> Data provided
══════════

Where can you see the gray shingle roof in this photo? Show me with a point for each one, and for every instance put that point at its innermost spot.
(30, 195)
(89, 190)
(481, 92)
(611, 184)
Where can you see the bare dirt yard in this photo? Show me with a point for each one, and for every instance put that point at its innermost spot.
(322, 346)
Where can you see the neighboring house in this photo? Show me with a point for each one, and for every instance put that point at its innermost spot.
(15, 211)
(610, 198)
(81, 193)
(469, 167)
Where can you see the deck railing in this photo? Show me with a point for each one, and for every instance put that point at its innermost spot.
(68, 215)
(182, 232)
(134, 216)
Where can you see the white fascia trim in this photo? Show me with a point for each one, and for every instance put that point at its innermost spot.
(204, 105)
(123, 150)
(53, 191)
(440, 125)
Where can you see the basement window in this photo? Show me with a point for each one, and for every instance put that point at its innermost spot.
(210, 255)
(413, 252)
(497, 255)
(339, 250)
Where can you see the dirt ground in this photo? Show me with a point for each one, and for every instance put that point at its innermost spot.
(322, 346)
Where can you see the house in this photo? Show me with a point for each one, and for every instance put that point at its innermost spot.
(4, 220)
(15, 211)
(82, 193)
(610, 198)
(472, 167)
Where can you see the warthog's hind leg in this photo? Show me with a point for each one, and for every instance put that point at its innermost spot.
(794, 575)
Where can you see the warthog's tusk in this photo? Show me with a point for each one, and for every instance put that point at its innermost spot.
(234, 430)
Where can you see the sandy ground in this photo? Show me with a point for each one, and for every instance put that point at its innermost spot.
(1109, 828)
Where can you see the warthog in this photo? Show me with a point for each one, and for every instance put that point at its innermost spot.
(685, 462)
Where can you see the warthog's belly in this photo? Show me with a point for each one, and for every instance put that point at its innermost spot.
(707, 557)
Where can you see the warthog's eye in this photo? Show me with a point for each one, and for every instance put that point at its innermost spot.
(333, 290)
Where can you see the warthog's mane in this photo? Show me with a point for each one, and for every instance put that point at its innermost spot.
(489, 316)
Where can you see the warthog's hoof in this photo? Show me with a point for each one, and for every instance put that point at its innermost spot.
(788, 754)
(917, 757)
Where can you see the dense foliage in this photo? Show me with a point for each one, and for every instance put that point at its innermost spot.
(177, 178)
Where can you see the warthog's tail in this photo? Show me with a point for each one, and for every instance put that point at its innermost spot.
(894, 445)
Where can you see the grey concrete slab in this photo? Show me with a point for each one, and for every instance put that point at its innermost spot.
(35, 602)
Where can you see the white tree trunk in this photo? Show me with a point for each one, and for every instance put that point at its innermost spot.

══════════

> Task goal
Reproduce all of the records above verbatim, from the first line to the last, with no character altered, added, or omitted.

> Response
Where can you see the gray shingle roof in this photo? Show me with a point for each one, and for every instance put that point at its innermost spot.
(30, 195)
(89, 190)
(481, 92)
(611, 184)
Where can you see the bare dirt yard in this photo? Show me with a point for each one, and for every instance put that point at its innermost spot.
(322, 346)
Where can you see the neighboring house in this photo? Show me with a point for each one, and for every instance put that point at its innermost spot.
(15, 211)
(610, 198)
(81, 193)
(469, 167)
Where can you see the deck railing in this photo? Show me with a point for each one, and for every instance put that point at its innermost spot.
(68, 215)
(182, 232)
(134, 216)
Where can you see the white fascia trim in this photo? Show me with a point for each one, and for every instance put that point at its innermost spot.
(204, 105)
(123, 150)
(53, 191)
(440, 125)
Where can you see the basement window in this photo? Show me with a point for each one, and for every instance put that point at its innermost spot.
(210, 255)
(413, 252)
(497, 255)
(339, 250)
Where can you see the dirt ground in this photo? Show me with a point for each one, and for every instance put that point at its innermost spot.
(322, 346)
Where can you see the house in this photo? Show me with a point for each one, and for every instance put that point at its innermost spot.
(4, 220)
(15, 211)
(82, 193)
(610, 198)
(472, 167)
Where can you see the warthog's hind leg in this photo? Show me with a point for each one, and for every instance put that point at its innermost spot.
(794, 575)
Where can you see the warthog's tusk in this photo? Show me with a point for each one, and for every instance put that point at its innermost spot.
(234, 430)
Where can you see the sandy ground in this photo? Show me with a point for each one, and for every instance put that point at its innermost spot.
(1109, 828)
Where can you see the warthog in this photo? Show me with a point for each one, and for every instance put that point at its innermost spot.
(685, 462)
Where can you see the warthog's belly in this photo? Show me with a point for each one, and for every instance put that point at its innermost spot.
(707, 557)
Where can you see the warthog's eye in this photo? Show me with a point for each one, and for every instance put that point at its innermost spot.
(333, 290)
Where can you see the warthog's mane in this photo? Show me with a point for each one, and for every instance put that point at its innermost spot.
(489, 316)
Where can you see the warthog's hoof in this photo? Show me with a point for each one, and for every instance put that point at its innermost spot.
(788, 754)
(917, 757)
Where can you see the dense foliage in this photo? Show me with a point for each one, and for every instance put that point at its innermost spot.
(177, 178)
Where can you see the warthog's tail in this photo? Show me with a point for each one, and for every instance put that point at its innermost spot.
(894, 445)
Where can you see the grey concrete slab in this photo? Show me with a point for each one, and for every instance put that point at its innermost spot.
(35, 602)
Where can you see the white tree trunk in this photo? Show me with a point for each one, and for every instance put that point at its innermost spot.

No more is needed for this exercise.